EXCERPTED PASSAGE:
▼

Search Unity

Benchmarking Burst/IL2CPP against GCC/Clang machine code (Fibonacci, Mandelbrot, NBody and others)

Discussion in 'Burst' started by nxrighthere, Jul 23, 2019.

Thread Status:
Not open for further replies.
  1. Arowx

    Arowx

    Joined:
    Nov 12, 2009
    Posts:
    8,194
    If you fix compile bugs for code you know is not professional how can you expect professional level code to work artifact free, surely you should test on the best optimised solutions as well as threaded SIMD versions of the same code vs Burst?
     
  2. xoofx

    xoofx

    Unity Technologies

    Joined:
    Nov 5, 2016
    Posts:
    417
    Sure. My point is really at the condition that there is an equivalent C version using vector types, otherwise it is not super helpful. If you are pushing a SIMD version on the side for both, fair enough (@nxrighthere is likely going to accept a PR for this)
     
    nxrighthere likes this.
  3. JesOb

    JesOb

    Joined:
    Sep 3, 2012
    Posts:
    1,109
    Looking to performance comparison I think of using GCC and Clang side by side.
    Compile every job by 2 compilers and allow to choose more performant one.

▲

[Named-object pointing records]
▼

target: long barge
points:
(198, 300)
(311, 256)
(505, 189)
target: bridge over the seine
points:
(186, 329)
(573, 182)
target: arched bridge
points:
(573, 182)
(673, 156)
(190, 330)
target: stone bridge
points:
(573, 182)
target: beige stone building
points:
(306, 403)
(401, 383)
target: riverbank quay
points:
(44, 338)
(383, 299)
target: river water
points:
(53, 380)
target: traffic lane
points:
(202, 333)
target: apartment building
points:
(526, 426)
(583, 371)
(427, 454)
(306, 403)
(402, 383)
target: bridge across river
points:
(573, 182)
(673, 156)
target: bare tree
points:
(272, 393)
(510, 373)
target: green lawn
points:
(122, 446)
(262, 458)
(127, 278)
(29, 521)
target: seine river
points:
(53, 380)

▲

REQUIREMENT 1:
Based on the Burst benchmarking thread, decide whether each statement is true. Answer yes or no for each, and quote the words from the thread that settle it.
(a) The thread was started by nxrighthere.
(b) The thread remains open for further replies.
(c) JesOb proposes compiling every job with a single compiler.
REQUIREMENT 2: In the Burst benchmarking thread, on what date did xoofx join?
REQUIREMENT 3: Carry on the Burst benchmarking thread from where it stops.

TASK ANSWER 1:
(a) Yes: "started by nxrighthere, Jul 23, 2019."
(b) No: "Not open for further replies."
(c) No: "Compile every job by 2 compilers and allow to choose more performant one."

TASK ANSWER 2: Nov 5, 2016.

TASK ANSWER 3:
     
  4. xoofx

    xoofx

    Unity Technologies

    Joined:
    Nov 5, 2016
    Posts:
    417
    Burst is using the lower compiler infrastructure LLVM not Clang directly. Unfortunately, there is no equivalent of LLVM in GCC.
     
  5. JesOb

    JesOb

    Joined:
    Sep 3, 2012
    Posts:
    1,109
    I understand :)
    Than happy upgrade to newer version and happy optimization of Burst :) You have done Amazing job :)
     
  6. Arowx

    Arowx

    Joined:
    Nov 12, 2009
    Posts:
    8,194
    Can Burst chunk up loops e.g. float4 a float for loop and step the loop +4?
     
  7. xoofx

    xoofx

    Unity Technologies

    Joined:
    Nov 5, 2016
    Posts:
    417
    Yes, but only in the case when memory aliasing is safe
    Which is not the case in these small benchmarks, unless pointers parameters are annotated with the [NoAlias] attribute (same for the C version that don't use __restrict pointers)
    But the auto-vectorizer of LLVM is not perfect and it could fail easily if it finds something that it doesn't handle well when trying to vectorize a loop
     
    nxrighthere likes this.
  8. nxrighthere

    nxrighthere

    Joined:
    Mar 2, 2014
    Posts:
    567
    And how vectorized math related to this?
     
  9. Arowx

    Arowx

    Joined:
    Nov 12, 2009
    Posts:
    8,194
    OK take the 'Pixar' Raytracer example, every time it Samples a point it has to convert the byte array data for the letters back into vector points and check all 60 of the points against the current point being checked.

    It would take an amazing AI compiler to figure out it just needs to convert these points to vectors once and store them for the check to get a massive speed up.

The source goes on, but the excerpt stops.